Begin at the line with "Question. In the picture above, identify the painting" and write out every line after it, exactly, through the last line below, adding nothing.

*** MATERIAL FOR THIS EXERCISE ***

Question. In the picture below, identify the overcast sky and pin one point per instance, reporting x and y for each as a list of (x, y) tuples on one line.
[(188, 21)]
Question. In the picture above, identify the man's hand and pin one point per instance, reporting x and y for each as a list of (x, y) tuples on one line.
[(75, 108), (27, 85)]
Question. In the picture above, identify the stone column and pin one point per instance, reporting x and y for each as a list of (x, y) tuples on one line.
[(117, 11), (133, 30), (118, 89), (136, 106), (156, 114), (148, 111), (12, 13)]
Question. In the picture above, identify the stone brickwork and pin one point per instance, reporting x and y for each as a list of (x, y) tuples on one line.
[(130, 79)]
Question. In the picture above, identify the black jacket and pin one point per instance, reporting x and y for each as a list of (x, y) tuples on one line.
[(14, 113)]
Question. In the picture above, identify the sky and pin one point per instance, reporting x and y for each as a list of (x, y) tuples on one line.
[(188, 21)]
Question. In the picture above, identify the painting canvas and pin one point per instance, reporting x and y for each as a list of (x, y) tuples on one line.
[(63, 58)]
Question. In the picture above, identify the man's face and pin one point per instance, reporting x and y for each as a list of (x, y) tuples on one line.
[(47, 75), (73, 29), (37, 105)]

*** End of MATERIAL FOR THIS EXERCISE ***

ANSWER FOR THE TASK:
Question. In the picture above, identify the painting canvas and pin one point per instance, reporting x and y for each as a list of (x, y) tuples on one line.
[(63, 58)]
Question. In the picture above, identify the man's face and pin one point per instance, reporting x and y for each as a list of (x, y) tuples on one line.
[(47, 75), (73, 29), (37, 105)]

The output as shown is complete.